Records for identifying positions:
----

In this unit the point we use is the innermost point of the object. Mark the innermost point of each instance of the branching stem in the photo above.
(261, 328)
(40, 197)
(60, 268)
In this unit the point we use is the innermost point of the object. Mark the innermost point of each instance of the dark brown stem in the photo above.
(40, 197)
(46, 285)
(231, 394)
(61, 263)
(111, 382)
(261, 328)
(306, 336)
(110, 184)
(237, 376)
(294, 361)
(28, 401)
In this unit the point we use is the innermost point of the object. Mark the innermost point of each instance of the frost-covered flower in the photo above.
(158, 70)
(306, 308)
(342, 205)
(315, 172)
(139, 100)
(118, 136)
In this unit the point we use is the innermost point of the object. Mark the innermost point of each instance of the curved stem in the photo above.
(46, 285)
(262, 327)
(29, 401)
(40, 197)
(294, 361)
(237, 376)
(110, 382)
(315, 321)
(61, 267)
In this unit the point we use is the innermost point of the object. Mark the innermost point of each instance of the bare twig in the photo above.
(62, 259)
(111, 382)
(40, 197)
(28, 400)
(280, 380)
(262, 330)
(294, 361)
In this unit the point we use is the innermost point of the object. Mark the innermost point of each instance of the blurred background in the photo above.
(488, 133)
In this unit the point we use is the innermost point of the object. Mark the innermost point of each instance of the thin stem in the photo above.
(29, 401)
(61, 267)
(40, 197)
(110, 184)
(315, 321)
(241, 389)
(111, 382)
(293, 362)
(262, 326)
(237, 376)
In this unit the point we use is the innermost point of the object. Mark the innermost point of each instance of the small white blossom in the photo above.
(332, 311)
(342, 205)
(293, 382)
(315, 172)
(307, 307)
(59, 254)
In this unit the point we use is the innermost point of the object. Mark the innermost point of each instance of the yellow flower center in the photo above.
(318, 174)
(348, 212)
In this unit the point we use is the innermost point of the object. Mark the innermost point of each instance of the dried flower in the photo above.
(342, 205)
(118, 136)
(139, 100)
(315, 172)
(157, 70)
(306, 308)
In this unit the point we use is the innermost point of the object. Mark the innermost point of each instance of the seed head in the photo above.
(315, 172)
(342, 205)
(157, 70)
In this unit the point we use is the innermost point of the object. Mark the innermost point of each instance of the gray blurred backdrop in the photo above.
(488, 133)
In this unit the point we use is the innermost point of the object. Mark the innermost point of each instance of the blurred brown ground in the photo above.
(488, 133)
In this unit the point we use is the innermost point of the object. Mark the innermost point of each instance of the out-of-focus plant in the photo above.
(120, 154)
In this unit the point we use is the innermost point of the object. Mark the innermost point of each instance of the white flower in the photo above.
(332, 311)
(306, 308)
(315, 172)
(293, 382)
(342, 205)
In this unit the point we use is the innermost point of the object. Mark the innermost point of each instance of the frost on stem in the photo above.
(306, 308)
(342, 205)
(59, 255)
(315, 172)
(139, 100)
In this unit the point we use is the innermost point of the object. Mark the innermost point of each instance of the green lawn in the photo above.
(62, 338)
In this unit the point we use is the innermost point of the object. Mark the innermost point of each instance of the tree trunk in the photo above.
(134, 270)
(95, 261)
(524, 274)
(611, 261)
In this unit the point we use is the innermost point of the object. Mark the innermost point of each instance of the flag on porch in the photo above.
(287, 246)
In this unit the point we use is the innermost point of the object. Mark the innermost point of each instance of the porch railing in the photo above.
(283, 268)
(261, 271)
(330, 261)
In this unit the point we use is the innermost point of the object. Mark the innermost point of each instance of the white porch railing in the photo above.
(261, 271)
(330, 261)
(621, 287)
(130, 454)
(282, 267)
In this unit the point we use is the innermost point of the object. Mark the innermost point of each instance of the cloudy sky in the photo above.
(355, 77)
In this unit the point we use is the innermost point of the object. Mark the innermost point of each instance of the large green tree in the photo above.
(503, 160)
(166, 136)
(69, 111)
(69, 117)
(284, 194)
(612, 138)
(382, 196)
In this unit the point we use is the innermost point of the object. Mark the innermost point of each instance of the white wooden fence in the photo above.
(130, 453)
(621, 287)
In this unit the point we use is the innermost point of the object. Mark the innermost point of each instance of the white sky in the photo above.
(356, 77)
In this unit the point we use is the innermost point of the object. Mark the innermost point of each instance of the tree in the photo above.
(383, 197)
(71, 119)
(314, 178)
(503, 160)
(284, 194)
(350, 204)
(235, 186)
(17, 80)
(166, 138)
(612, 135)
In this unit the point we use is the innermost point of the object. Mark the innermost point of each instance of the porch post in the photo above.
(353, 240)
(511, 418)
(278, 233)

----

## Problem requirements
Can you recast all the records above as a numbered list, leaving out any blank lines?

## Task answer
1. In this unit the point we use is the innermost point of the object. Mark the innermost point of each instance of the branching stem in the photo above.
2. (261, 328)
3. (40, 197)
4. (60, 268)
5. In this unit the point we use is the innermost point of the object. Mark the innermost point of each instance of the dark brown stem in the photo above.
6. (40, 197)
7. (46, 285)
8. (231, 394)
9. (61, 263)
10. (111, 382)
11. (261, 328)
12. (306, 336)
13. (110, 184)
14. (237, 376)
15. (294, 361)
16. (28, 401)
17. In this unit the point we use is the innermost point of the object. Mark the innermost point of each instance of the frost-covered flower in the photo above.
18. (158, 70)
19. (306, 308)
20. (342, 205)
21. (315, 172)
22. (139, 100)
23. (118, 136)
24. In this unit the point we use is the innermost point of the object. Mark the innermost point of each instance of the curved stem in the photo above.
25. (46, 285)
26. (262, 327)
27. (29, 401)
28. (40, 197)
29. (294, 361)
30. (237, 376)
31. (110, 382)
32. (315, 321)
33. (61, 267)
34. In this unit the point we use is the innermost point of the object. Mark the innermost point of each instance of the bare twig in the photo above.
35. (62, 259)
36. (111, 382)
37. (40, 197)
38. (28, 400)
39. (280, 380)
40. (262, 330)
41. (294, 361)
42. In this unit the point we use is the innermost point of the object. Mark the innermost point of each instance of the blurred background in the photo above.
43. (488, 133)
44. In this unit the point we use is the innermost point of the object. Mark the innermost point of each instance of the thin stem in the photo above.
45. (29, 401)
46. (61, 267)
47. (40, 197)
48. (110, 184)
49. (315, 321)
50. (241, 389)
51. (111, 382)
52. (293, 362)
53. (262, 326)
54. (237, 376)
55. In this unit the point we use is the innermost point of the object. Mark the innermost point of each instance of the small white blossom in the photo above.
56. (332, 311)
57. (342, 205)
58. (293, 382)
59. (315, 172)
60. (307, 307)
61. (59, 254)
62. In this unit the point we use is the innermost point of the object. Mark the innermost point of each instance of the yellow flower center in the photo above.
63. (318, 174)
64. (348, 212)
65. In this unit the point we use is the innermost point of the object. Mark the innermost point of each instance of the dried flower in the photo above.
66. (342, 205)
67. (118, 136)
68. (139, 100)
69. (315, 172)
70. (157, 70)
71. (306, 308)
72. In this unit the point we use is the innermost point of the object. Mark the innermost point of each instance of the seed head in the photo above.
73. (315, 172)
74. (342, 205)
75. (157, 70)
76. In this unit the point we use is the innermost point of the object. Mark the innermost point of each instance of the gray blurred backdrop in the photo above.
77. (488, 133)
78. In this unit the point we use is the innermost point of the object. Mark the innermost point of each instance of the blurred brown ground in the photo above.
79. (488, 133)
80. In this unit the point we use is the innermost point of the object. Mark the innermost point of each instance of the out-of-focus plant in the photo above.
81. (120, 154)
82. In this unit the point we use is the innermost point of the object. Mark the innermost point of each instance of the white flower in the photo above.
83. (332, 311)
84. (306, 308)
85. (315, 172)
86. (293, 382)
87. (342, 205)
88. In this unit the point we use is the innermost point of the object. Mark the innermost point of each instance of the frost on stem in the photo above.
89. (306, 308)
90. (342, 205)
91. (59, 255)
92. (315, 172)
93. (139, 100)
94. In this unit the point we use is the innermost point of the object. Mark the innermost point of each instance of the green lawn in the photo above.
95. (62, 338)
96. In this unit the point we use is the innermost point of the object. Mark the innermost point of each instance of the tree trunk in the photo above.
97. (134, 270)
98. (95, 261)
99. (524, 274)
100. (611, 261)
101. In this unit the point we use is the innermost point of the object. Mark the innermost point of each instance of the flag on porch in the photo above.
102. (287, 246)
103. In this unit the point we use is the innermost point of the object. Mark the innermost point of each instance of the porch railing in the photo above.
104. (283, 268)
105. (261, 271)
106. (330, 261)
107. In this unit the point we use is the innermost point of the object. Mark the innermost point of each instance of the white porch railing in the photo above.
108. (261, 271)
109. (330, 261)
110. (621, 287)
111. (130, 454)
112. (282, 267)
113. In this unit the point we use is the innermost point of the object. Mark the innermost point of each instance of the cloudy sky in the photo above.
114. (355, 77)
115. In this unit the point we use is the innermost point of the object. Mark the innermost point of each instance of the large green tree in the photo above.
116. (503, 160)
117. (166, 136)
118. (69, 111)
119. (69, 117)
120. (284, 194)
121. (612, 138)
122. (382, 196)
123. In this unit the point we use is the innermost point of the object. Mark the innermost point of each instance of the white wooden fence in the photo above.
124. (130, 453)
125. (621, 287)
126. In this unit the point we use is the innermost point of the object. Mark the innermost point of each instance of the white sky in the photo above.
127. (356, 77)
128. In this unit the point we use is the innermost point of the object. Mark the innermost point of each instance of the tree in the photo above.
129. (383, 197)
130. (71, 119)
131. (314, 178)
132. (503, 160)
133. (284, 194)
134. (350, 204)
135. (235, 186)
136. (17, 80)
137. (166, 138)
138. (612, 135)
139. In this unit the point we use is the innermost point of the object. Mark the innermost point of each instance of the porch post in the photo above.
140. (353, 240)
141. (511, 418)
142. (278, 233)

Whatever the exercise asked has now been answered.